### DIRECTIVE 1
Please gather every line of the records below that contains the word "window".

### QUOTED PASSAGE

■ ■ ■ ■

Why? The reasons seem obvious:


  • Reduced access to housing
  • No jobs for life
  • No pension security
  • Student debt
  • Climate change
  • Growing up with austerity
I might also add, better education may play a part, because it always does on this issue.

There are consequences:


  • The older vote will no longer be as right-wing
  • Recruiting able people will be harder for the right
  • The left can think about the long term
You mean you are now saying not all pensioners are racists? :laugh::laugh:
 
You'd have to define what being conservative means, and its opposite, to know whether this is going to be a good thing.

Looking around and remembering the 80s when society as a whole was more conservative [incl labour voting families] I'd say a further move away from this spells a worse future, more breakdown.

There is no future multicultural utopia with open borders, EU membership, and full blossoming money trees which the govt can shake and make everyone happy.

Look at the US they've got a democrat president, head of a very 'progressive' party, notice anything better yet?
 
You'd have to define what being conservative means, and its opposite, to know whether this is going to be a good thing.

Looking around and remembering the 80s when society as a whole was more conservative [incl labour voting families] I'd say a further move away from this spells a worse future, more breakdown.

There is no future multicultural utopia with open borders, EU membership, and full blossoming money trees which the govt can shake and make everyone happy.

Look at the US they've got a democrat president, head of a very 'progressive' party, notice anything better yet?
Is he actually alive though? :confused: Or is he a cadaver operated by electric pulses to simulate human movement and speech?
 
Today's version of 'liberal' and 'progressive' is anything but, and more steeped in shutting down anything not beholden to one's own personal ideals. Whereas those accepting of different viewpoints, lifestyles and ideals, whilst mindful of others' choices used to be called libertarian - a dying breed if ever I saw one!

■ ■ ■ ■

### INPUT DATA
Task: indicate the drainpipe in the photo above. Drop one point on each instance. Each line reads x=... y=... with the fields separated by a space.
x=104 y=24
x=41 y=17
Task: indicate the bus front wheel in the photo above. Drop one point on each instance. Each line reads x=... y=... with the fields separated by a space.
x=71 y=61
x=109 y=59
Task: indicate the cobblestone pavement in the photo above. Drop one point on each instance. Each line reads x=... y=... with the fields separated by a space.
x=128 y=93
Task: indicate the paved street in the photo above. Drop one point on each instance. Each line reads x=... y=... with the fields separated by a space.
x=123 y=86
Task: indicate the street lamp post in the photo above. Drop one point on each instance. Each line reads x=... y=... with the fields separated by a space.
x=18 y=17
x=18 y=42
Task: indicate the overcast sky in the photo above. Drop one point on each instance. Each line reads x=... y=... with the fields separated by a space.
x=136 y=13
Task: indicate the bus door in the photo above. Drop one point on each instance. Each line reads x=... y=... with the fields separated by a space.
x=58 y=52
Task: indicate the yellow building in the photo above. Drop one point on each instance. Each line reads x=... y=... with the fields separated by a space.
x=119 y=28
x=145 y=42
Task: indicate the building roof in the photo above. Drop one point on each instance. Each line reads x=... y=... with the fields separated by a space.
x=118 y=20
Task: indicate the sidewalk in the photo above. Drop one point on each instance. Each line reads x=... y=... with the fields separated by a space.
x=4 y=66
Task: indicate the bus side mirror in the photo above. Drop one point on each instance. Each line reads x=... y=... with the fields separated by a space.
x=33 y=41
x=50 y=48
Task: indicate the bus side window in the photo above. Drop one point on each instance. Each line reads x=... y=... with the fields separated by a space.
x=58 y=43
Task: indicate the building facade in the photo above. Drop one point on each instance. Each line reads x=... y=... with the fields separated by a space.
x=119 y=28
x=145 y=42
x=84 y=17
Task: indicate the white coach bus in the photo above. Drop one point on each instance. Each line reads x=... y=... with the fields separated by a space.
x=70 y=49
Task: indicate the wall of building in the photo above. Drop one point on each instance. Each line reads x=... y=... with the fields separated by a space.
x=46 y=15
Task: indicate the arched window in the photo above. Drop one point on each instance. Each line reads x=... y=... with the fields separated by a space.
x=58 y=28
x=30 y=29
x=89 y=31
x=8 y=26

■ ■ ■ ■

### DIRECTIVE 2
Revise the political discussion above from "Today's version of" to "ever I saw one!", replacing "libertarian" with "classical liberal".

### EXERCISE SOLUTION 1
Task: indicate the bus side window in the photo above. Drop one point on each instance. Each line reads x=... y=... with the fields separated by a space.
Task: indicate the arched window in the photo above. Drop one point on each instance. Each line reads x=... y=... with the fields separated by a space.

### EXERCISE SOLUTION 2
Today's version of 'liberal' and 'progressive' is anything but, and more steeped in shutting down anything not beholden to one's own personal ideals. Whereas those accepting of different viewpoints, lifestyles and ideals, whilst mindful of others' choices used to be called classical liberal - a dying breed if ever I saw one!